Report each line of the material below that contains the word "branch", copying those lines as they appear.

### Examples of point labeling
** START **

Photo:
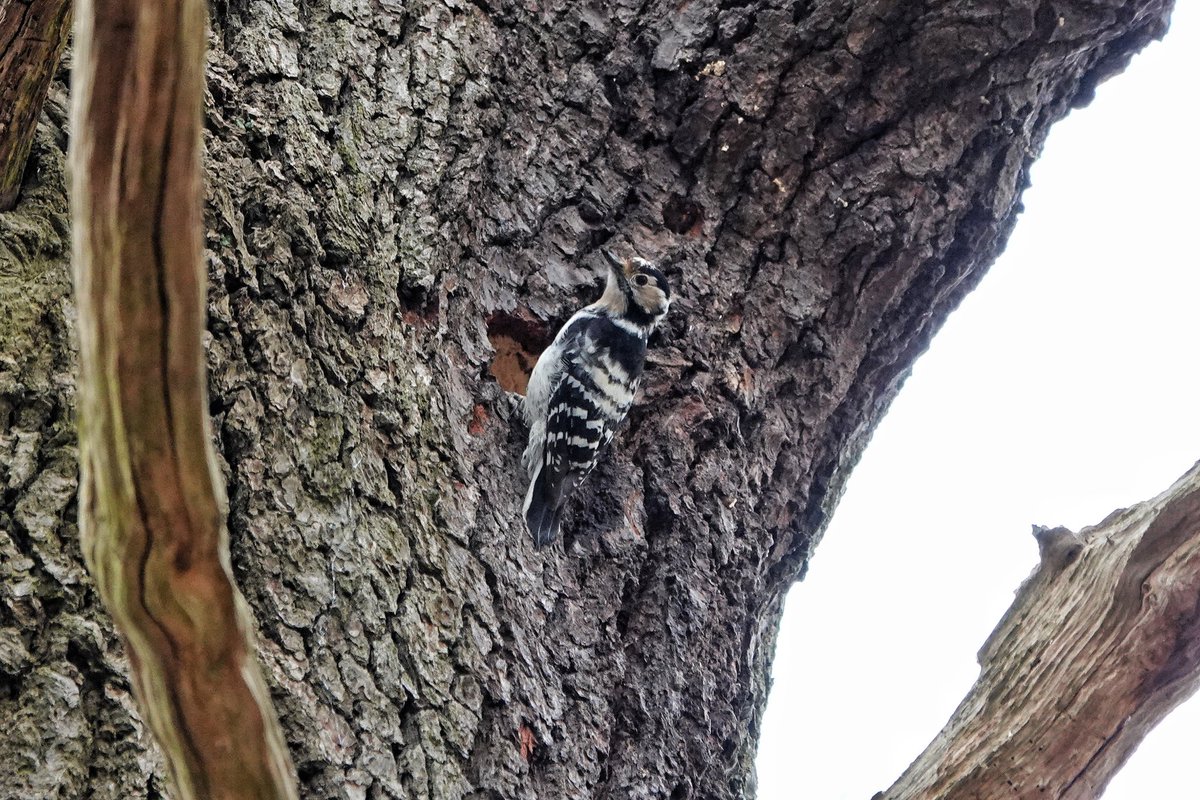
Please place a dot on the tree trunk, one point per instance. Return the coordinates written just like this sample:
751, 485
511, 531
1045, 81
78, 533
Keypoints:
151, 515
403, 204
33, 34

** END **
** START **

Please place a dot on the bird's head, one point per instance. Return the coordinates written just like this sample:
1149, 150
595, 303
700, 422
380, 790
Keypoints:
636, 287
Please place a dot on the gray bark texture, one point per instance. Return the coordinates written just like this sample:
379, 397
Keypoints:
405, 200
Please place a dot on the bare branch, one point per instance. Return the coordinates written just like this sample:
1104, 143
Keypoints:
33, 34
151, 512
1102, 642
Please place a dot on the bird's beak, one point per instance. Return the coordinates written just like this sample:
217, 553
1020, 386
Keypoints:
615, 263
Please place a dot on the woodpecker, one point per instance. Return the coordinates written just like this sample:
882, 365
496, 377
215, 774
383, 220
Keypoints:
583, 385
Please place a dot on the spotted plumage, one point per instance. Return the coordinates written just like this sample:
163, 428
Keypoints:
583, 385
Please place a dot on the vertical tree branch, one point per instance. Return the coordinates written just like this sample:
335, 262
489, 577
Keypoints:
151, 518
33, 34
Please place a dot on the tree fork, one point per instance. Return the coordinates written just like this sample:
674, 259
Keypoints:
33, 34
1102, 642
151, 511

** END **

### EXERCISE OUTPUT
Please place a dot on the bare branch, one point per instance. Return the coordinates written just like this sample:
Please place a dot on the vertical tree branch, one point per instance. Return the coordinates written just like this sample:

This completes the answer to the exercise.